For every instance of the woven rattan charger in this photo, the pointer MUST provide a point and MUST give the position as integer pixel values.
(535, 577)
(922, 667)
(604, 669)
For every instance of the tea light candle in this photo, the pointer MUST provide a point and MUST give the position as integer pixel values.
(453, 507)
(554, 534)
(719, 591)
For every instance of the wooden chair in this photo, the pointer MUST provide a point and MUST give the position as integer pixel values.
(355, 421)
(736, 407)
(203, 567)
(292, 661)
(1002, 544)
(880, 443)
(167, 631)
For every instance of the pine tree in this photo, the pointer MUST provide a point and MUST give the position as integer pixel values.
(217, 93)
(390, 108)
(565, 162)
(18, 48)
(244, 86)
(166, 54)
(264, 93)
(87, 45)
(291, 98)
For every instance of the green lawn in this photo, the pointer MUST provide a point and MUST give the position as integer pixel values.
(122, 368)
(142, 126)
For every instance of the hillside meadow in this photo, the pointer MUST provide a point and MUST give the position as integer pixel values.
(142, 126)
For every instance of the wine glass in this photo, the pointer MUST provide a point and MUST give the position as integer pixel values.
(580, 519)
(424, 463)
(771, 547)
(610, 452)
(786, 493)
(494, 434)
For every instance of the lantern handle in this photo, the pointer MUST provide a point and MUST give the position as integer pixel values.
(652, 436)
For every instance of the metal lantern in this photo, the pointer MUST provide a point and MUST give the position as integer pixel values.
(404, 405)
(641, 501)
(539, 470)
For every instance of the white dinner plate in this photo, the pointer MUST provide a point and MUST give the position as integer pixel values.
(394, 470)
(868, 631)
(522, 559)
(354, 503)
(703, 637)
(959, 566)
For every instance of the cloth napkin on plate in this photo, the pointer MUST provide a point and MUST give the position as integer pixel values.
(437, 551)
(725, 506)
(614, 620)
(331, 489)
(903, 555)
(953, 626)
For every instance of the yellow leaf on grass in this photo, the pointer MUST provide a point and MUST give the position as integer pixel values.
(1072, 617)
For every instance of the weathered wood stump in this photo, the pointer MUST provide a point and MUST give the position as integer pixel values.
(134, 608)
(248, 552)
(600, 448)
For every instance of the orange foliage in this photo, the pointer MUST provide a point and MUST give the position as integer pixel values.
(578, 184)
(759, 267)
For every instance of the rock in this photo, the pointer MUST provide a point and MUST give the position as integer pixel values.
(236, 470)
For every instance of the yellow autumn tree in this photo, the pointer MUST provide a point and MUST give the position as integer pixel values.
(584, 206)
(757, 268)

◇ ◇ ◇

▸ **DIRECTIONS FOR THIS TASK**: Rewrite the records above, replacing "integer pixel values" with "whole-number pixel coordinates" wherever it occurs and leaving everything else unchanged.

▸ **REPLY TO THE TASK**:
For every instance of the woven rattan charger in this photo, the pointer MUST provide a point and MUST give the position as whole-number pixel coordinates.
(535, 577)
(922, 667)
(604, 669)
For every instance of the tea light candle in this photo, the pointer MUST provide a point and MUST give the position as whole-number pixel coordinates.
(453, 507)
(554, 534)
(719, 591)
For every instance of the wooden chair in this photo, the pointer MUST provide a point and MUST give the position as whole-number pixel coordinates.
(355, 421)
(736, 407)
(203, 567)
(292, 661)
(1002, 544)
(880, 443)
(167, 631)
For every instance of the pine tree in this photo, the pointer MUST provide a point and MUST give the position as whole-number pixel coordinates.
(217, 93)
(390, 108)
(565, 162)
(18, 48)
(244, 86)
(166, 54)
(264, 93)
(87, 45)
(291, 98)
For every instance of the green lawn in this photo, the pointer MUST provide a point and MUST give the position as whole-number pixel coordinates.
(122, 368)
(142, 126)
For every instance of the hillside meadow in this photo, the pointer MUST provide a point and MUST give the position as whole-number pixel coordinates.
(142, 126)
For every instance of the wine glass in this photo, the pointer MUST provide a point and MUST give the position as whole-number pixel coordinates.
(580, 519)
(424, 463)
(771, 547)
(610, 452)
(786, 493)
(494, 434)
For every instance of the lantern handle in this photo, the pointer MUST provide a point and MUST give the position as whole-number pixel coordinates.
(652, 436)
For every instance of the metal lantern in this photo, the pointer MUST provide a point and MUST give the position as whole-number pixel coordinates.
(404, 405)
(641, 501)
(539, 470)
For every instance of the white dinner plate in this photo, the pointer MUST provide a point and MUST give the position as whole-number pixel coordinates.
(394, 470)
(868, 631)
(522, 559)
(354, 503)
(703, 637)
(959, 566)
For every instance of the cloth napkin on plate in this photo, the pointer MUST provide a point and MUST give the position as whole-number pixel coordinates.
(437, 551)
(725, 506)
(614, 620)
(331, 489)
(903, 555)
(953, 626)
For every instance of the yellow leaf on grass in this photo, the pointer MUST provide a point and MUST give the position as whole-number pixel coordinates.
(1072, 617)
For every instance of the weathered wood stump in this photo, the pointer MUST provide a point and MUST give the position as whole-number pixel coordinates.
(134, 608)
(248, 552)
(600, 448)
For every instance of the orange foliage in this photo, the pointer MUST provide a point and MUST give the position as whole-number pixel coordinates.
(578, 184)
(759, 267)
For every instance of the rock in this photo, the pointer MUST provide a point and MUST give the position as whole-number pixel coordinates.
(236, 470)
For every instance of the yellow autumn tree in this photo, the pointer MUST provide a point and MUST give the position as whole-number pixel coordinates.
(584, 206)
(757, 268)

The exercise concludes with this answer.